## Begin
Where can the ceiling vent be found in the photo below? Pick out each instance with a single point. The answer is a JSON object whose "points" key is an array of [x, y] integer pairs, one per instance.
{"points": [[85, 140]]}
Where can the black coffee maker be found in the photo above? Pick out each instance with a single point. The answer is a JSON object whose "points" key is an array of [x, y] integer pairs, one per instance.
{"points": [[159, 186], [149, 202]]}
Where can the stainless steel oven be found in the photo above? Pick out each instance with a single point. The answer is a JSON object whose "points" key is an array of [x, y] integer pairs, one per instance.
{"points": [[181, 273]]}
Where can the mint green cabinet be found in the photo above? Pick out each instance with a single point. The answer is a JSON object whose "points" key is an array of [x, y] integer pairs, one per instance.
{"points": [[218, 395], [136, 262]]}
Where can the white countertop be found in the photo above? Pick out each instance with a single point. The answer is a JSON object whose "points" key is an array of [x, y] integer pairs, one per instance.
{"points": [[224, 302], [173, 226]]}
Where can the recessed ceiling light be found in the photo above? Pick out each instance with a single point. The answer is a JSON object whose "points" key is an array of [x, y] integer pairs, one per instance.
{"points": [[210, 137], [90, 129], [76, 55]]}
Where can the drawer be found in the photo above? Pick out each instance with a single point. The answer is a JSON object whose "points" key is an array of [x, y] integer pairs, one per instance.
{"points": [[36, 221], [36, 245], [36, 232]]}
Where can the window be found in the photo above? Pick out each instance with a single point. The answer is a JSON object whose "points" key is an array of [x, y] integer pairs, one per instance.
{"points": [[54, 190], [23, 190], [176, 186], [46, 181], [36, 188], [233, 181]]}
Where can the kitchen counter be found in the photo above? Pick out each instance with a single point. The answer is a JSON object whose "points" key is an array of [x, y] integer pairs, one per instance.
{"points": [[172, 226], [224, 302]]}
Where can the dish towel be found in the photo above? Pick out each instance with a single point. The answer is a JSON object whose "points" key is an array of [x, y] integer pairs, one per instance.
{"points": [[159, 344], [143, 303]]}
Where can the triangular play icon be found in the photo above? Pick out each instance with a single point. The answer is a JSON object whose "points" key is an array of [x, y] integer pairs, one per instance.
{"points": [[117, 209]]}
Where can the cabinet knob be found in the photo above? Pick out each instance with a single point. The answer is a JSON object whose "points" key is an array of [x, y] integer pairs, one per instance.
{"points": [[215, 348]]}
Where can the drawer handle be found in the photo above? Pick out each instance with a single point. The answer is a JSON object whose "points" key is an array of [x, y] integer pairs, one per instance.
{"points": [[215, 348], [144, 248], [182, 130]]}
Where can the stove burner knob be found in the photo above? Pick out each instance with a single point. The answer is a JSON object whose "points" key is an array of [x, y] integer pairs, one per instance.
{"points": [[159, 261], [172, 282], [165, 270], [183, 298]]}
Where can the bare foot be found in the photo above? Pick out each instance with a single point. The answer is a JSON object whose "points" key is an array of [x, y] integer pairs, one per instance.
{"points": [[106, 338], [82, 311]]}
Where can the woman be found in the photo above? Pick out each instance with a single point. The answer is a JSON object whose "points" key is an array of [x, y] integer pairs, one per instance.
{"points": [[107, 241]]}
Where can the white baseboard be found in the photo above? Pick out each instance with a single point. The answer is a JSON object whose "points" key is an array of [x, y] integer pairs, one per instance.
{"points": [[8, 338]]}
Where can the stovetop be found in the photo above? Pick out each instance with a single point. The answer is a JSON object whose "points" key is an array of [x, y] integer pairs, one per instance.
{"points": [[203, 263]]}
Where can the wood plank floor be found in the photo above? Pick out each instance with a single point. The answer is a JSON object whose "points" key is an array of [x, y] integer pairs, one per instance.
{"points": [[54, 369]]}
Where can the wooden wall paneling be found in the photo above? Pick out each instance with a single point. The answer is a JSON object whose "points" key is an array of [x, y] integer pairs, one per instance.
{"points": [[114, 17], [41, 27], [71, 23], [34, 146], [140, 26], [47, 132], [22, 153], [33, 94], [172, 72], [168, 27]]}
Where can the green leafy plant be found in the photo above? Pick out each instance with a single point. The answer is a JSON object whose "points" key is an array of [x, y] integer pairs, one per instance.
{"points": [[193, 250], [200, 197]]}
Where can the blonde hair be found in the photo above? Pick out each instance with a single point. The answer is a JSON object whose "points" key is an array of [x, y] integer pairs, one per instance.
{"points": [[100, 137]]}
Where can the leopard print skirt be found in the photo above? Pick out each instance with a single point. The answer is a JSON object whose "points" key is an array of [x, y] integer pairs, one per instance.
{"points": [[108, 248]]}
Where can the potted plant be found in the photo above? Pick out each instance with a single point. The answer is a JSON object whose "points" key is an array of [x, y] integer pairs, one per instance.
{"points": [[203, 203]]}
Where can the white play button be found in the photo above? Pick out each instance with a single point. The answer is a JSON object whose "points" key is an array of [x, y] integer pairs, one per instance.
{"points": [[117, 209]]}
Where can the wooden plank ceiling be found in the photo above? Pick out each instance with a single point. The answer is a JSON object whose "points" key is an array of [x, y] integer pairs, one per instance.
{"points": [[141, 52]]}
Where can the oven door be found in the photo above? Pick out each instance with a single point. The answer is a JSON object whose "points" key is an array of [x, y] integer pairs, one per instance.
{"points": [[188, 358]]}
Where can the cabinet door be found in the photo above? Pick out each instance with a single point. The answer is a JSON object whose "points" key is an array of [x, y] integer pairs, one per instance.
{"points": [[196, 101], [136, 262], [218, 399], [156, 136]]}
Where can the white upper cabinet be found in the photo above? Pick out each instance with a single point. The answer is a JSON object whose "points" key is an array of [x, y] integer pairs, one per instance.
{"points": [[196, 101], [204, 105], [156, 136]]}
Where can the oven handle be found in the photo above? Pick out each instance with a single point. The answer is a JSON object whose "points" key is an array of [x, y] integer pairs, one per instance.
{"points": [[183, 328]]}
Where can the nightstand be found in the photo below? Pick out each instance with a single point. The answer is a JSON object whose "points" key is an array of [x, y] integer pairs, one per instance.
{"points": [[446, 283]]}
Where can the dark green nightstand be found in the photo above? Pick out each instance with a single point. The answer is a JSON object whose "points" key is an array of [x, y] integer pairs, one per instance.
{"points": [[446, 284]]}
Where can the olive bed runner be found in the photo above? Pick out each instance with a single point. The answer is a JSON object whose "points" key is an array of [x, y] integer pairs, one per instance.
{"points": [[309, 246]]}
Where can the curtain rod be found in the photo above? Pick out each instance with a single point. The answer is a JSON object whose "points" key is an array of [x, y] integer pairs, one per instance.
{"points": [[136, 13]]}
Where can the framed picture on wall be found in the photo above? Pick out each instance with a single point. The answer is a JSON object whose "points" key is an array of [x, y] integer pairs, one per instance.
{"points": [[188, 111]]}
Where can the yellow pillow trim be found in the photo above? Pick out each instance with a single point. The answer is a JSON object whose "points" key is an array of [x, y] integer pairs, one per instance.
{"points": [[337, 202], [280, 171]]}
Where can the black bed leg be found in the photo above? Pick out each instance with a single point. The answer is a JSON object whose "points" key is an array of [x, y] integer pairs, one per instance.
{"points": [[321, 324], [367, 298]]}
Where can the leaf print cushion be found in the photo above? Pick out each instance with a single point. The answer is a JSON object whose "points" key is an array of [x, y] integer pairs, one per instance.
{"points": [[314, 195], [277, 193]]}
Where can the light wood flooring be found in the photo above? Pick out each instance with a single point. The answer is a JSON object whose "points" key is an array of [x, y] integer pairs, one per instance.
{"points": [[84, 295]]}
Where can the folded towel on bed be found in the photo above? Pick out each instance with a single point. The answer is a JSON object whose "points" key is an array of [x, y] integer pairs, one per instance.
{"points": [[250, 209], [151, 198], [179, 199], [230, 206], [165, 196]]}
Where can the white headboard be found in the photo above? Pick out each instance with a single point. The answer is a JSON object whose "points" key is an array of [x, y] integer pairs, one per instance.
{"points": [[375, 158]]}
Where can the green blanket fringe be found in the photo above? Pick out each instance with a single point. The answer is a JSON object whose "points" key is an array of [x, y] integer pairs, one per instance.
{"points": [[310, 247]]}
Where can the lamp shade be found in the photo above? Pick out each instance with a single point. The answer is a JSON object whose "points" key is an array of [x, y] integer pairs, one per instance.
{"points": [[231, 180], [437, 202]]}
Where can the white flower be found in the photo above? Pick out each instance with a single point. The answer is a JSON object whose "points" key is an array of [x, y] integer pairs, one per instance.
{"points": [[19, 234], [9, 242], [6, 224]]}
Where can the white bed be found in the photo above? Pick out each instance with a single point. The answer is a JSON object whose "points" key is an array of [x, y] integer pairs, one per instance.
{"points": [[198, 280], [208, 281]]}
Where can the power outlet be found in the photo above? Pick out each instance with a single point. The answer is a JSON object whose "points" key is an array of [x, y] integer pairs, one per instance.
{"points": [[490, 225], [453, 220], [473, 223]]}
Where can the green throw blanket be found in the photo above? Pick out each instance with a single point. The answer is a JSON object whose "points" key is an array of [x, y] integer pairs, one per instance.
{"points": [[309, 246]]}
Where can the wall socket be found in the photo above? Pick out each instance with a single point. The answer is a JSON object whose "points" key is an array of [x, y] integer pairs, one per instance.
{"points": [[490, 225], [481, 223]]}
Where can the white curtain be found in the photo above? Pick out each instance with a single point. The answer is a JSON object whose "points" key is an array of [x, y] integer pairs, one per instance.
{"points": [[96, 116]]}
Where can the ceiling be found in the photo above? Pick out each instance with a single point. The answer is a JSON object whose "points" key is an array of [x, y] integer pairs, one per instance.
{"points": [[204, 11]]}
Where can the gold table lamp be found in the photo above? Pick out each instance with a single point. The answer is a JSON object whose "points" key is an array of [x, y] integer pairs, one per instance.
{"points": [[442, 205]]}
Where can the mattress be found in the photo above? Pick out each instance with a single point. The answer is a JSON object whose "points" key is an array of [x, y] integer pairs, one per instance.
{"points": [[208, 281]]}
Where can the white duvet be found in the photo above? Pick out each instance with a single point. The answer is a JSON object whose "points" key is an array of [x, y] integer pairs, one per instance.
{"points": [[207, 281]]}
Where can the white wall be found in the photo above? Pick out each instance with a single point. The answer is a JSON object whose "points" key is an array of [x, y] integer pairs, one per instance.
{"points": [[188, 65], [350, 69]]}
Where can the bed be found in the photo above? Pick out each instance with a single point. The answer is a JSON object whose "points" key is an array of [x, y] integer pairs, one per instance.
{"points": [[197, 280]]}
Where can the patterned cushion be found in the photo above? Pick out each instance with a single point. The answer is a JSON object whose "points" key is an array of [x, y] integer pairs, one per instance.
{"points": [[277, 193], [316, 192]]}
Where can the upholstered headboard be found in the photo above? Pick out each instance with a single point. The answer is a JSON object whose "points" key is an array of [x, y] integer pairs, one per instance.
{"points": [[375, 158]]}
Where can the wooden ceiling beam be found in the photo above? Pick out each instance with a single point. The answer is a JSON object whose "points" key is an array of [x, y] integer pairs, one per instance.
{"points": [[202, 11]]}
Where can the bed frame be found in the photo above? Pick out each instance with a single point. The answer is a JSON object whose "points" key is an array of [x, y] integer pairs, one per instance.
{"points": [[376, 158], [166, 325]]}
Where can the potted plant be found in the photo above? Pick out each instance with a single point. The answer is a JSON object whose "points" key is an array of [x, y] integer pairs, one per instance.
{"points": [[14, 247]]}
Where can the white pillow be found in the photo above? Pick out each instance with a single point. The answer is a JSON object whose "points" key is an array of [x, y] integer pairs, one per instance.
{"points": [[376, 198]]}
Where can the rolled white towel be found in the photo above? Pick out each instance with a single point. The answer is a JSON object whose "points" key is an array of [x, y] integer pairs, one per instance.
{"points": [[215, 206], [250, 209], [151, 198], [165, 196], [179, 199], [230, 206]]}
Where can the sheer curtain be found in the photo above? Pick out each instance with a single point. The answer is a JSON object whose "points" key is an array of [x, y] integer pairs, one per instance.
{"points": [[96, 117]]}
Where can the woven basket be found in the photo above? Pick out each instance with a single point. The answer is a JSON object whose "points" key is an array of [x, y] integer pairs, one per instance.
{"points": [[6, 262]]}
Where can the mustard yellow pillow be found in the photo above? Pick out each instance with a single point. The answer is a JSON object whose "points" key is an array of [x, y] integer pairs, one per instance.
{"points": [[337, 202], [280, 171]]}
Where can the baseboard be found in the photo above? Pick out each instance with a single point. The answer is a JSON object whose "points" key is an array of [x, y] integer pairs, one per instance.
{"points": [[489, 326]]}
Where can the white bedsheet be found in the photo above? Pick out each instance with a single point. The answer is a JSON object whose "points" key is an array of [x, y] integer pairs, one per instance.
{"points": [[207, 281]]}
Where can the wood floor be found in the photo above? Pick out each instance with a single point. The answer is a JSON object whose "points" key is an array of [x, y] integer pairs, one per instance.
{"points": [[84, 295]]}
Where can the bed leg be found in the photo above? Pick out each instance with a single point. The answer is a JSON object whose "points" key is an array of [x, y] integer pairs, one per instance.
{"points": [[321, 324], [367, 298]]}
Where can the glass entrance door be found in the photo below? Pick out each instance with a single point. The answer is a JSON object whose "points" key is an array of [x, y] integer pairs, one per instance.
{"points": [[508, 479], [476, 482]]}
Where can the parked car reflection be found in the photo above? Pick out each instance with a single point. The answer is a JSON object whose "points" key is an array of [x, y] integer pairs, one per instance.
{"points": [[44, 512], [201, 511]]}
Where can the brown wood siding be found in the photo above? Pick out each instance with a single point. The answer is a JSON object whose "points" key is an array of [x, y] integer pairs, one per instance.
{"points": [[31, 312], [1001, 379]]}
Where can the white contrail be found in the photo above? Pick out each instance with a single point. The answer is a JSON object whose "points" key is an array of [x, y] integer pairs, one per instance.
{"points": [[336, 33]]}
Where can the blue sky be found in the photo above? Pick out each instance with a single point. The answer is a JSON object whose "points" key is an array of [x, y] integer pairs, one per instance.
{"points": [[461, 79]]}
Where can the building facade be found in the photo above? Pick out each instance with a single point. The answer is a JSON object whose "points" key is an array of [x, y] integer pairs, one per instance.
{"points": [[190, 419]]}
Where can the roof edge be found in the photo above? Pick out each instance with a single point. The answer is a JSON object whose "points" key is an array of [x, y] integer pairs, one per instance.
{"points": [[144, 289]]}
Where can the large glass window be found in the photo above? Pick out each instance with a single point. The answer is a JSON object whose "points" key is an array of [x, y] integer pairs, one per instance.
## End
> _What to produce_
Include both ends. Return the line holding "Where can the blue" and all lines after it in the records above, exactly as written.

> _Response to the exercise_
Where can the blue sky be found in the photo above? Pick out each instance with a single point. The answer is a JSON object whose "points" key is an array of [x, y] integer pairs, one per instance.
{"points": [[461, 79]]}
Where can the building facade be found in the photo above? Pick out each instance with a single point. The answer is a JSON object whose "points" key is an array of [x, y] integer pairs, one per instance.
{"points": [[190, 419]]}
Where can the roof edge be found in the photo above? Pick out each instance with a single point. The answer is a JSON object whose "points" key is an array of [x, y] integer pairs, one per instance.
{"points": [[144, 289]]}
Where can the large glass window be found in the photo above? Pick out each instance with a single point. The answer is a JSON object whose "points" key is an array of [x, y] integer pairs, one per instance.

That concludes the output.